I was never a car guy, but here's why I fell in love with one
There's something about riding high in a 4x4 when you were always the shortest guy in class
I'm in love. With a machine.
There. I've said it.
The object of my affection? My beautiful deep blue 2011 Jeep Wrangler Sport.
Let's get one thing clear: I'm not a car guy.
I have no idea how many cylinders my long-term partner has. I don't know what the hell might be wrong when I hear a knocking under the hood — chances are I'll just turn the radio up to solve the problem. As far as day-to-day self maintenance? Mr. Lube is my buddy.
Before you judge — I'm not your typical muscle car Romeo.
You know the type? Those drivers with a souped-up dual exhaust with enough horse power to speed over the parkway in record time while breaking the sound barrier.

===============

### Written instruction A
In the Jeep essay, what model and color of vehicle does the writer own?
### Written instruction B
Decide whether each statement agrees with the Jeep essay, giving yes or no and quoting the words that settle it: (i) The writer knows how many cylinders the Jeep has. (ii) The writer turns to Mr. Lube for day-to-day maintenance. (iii) The writer's Jeep is red.
### Written instruction C
Carry the Jeep essay forward from its last sentence.
The items further down come from a separate source and have no connection to the Jeep essay.

===============

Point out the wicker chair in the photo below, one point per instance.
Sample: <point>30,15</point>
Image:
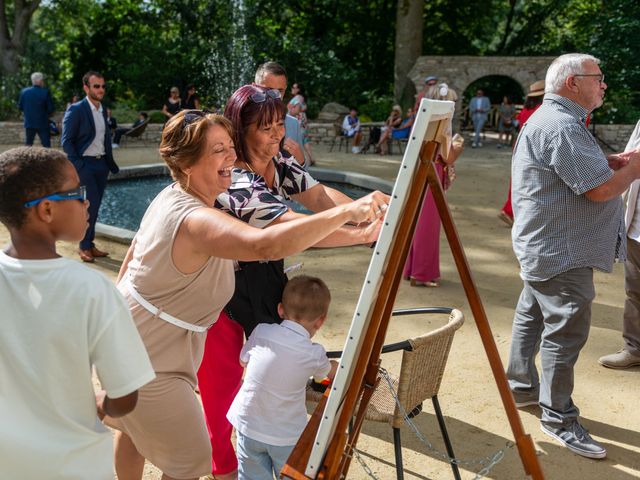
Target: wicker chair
<point>423,362</point>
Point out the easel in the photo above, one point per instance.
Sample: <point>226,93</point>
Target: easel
<point>364,379</point>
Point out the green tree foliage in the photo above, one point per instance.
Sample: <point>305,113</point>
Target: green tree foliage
<point>340,51</point>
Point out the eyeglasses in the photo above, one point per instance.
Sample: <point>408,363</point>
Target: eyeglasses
<point>79,193</point>
<point>260,97</point>
<point>599,75</point>
<point>191,116</point>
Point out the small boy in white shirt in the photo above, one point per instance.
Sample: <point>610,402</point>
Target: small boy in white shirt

===============

### Expected output A
A deep blue 2011 Jeep Wrangler Sport.

### Expected output B
(i) No: "I have no idea how many cylinders my long-term partner has."
(ii) Yes: "As far as day-to-day self maintenance? Mr. Lube is my buddy."
(iii) No: "My beautiful deep blue 2011 Jeep Wrangler Sport."

### Expected output C
Nope. I'm a big believer in those speed limit signs, driving according to the weather, and knowing pedestrians have the right away.
My love affair is all about how good my Jeep makes me feel. And it's not just about those pleasing vibrations under my seat when in four-wheel drive on a rocky road.
Hopping down out of my Jeep, I'm just an ordinary guy.
Up through school I wasn't a particularly big guy. In fact, I remained the shortest guy in my class all the way to graduation, and today measure about 4'8".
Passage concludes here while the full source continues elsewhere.